Dataset —
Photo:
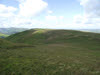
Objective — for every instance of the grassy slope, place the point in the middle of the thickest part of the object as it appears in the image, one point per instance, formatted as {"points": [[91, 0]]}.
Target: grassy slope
{"points": [[12, 30], [4, 44], [57, 52], [41, 36], [3, 35]]}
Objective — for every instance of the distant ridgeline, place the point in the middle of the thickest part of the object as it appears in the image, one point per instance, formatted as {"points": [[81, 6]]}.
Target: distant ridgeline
{"points": [[3, 35], [10, 31]]}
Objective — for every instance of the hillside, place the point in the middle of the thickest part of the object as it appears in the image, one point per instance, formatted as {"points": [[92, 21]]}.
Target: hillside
{"points": [[55, 52], [4, 44], [3, 35], [10, 31], [42, 36], [91, 30]]}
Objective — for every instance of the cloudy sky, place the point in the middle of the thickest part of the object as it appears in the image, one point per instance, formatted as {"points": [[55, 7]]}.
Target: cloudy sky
{"points": [[61, 14]]}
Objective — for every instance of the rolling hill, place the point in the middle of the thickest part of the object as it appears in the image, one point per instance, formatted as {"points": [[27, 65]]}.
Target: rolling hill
{"points": [[42, 36], [55, 52], [12, 30], [3, 35]]}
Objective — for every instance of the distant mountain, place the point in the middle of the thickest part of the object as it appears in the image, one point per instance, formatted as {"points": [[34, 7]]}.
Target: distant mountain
{"points": [[10, 31], [91, 30]]}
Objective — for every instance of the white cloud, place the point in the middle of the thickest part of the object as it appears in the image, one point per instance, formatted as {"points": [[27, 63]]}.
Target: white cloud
{"points": [[91, 16], [50, 12], [22, 17], [31, 7], [7, 11]]}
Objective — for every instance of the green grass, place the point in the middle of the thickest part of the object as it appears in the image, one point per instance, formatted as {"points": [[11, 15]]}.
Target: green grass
{"points": [[51, 52], [3, 35], [50, 59]]}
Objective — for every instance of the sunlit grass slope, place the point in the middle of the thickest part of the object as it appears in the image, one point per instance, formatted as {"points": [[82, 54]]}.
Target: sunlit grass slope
{"points": [[47, 36], [3, 35], [56, 52]]}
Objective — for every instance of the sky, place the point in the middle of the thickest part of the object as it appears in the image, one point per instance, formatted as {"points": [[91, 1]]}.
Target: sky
{"points": [[56, 14]]}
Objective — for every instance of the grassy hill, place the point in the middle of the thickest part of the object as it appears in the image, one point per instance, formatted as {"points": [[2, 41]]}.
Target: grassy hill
{"points": [[56, 52], [12, 30], [4, 44], [42, 36], [3, 35]]}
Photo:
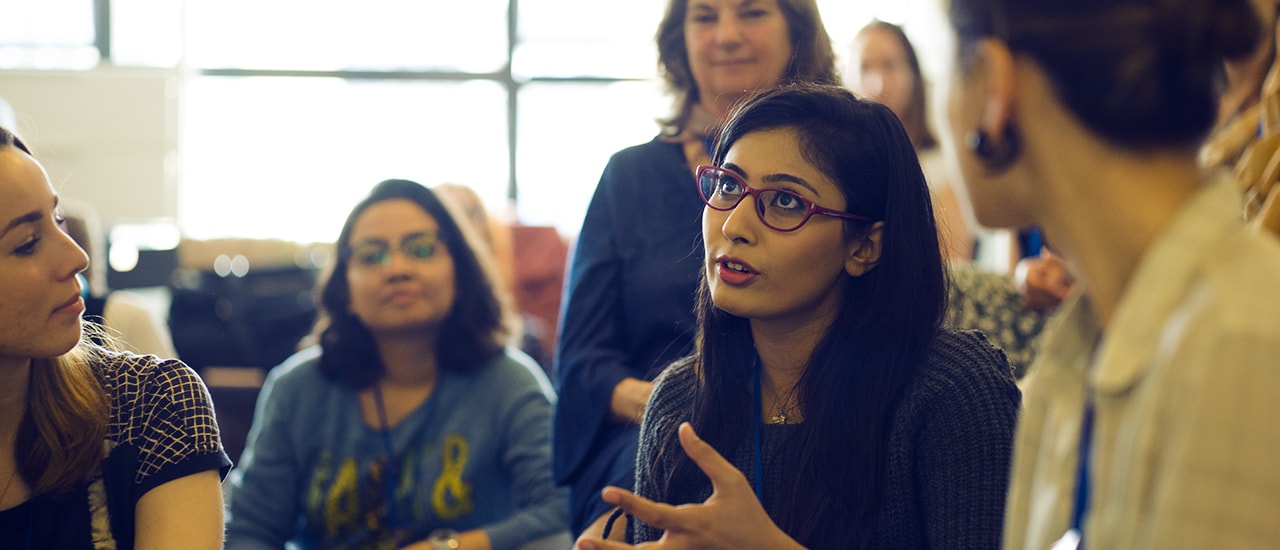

Problem details —
Switch "rolling hill" to "grassy knoll" throughout the lines running from the one containing "Objective — for every instance of the rolling" through the one containing "Target: rolling hill", and give only those lines with nothing else changed.

Written solution —
Objective — for every instance of the grassy knoll, place the point in the middle of the thickest part of the object as it appears in the image, one point per instance, formatted as {"points": [[27, 65]]}.
Target: grassy knoll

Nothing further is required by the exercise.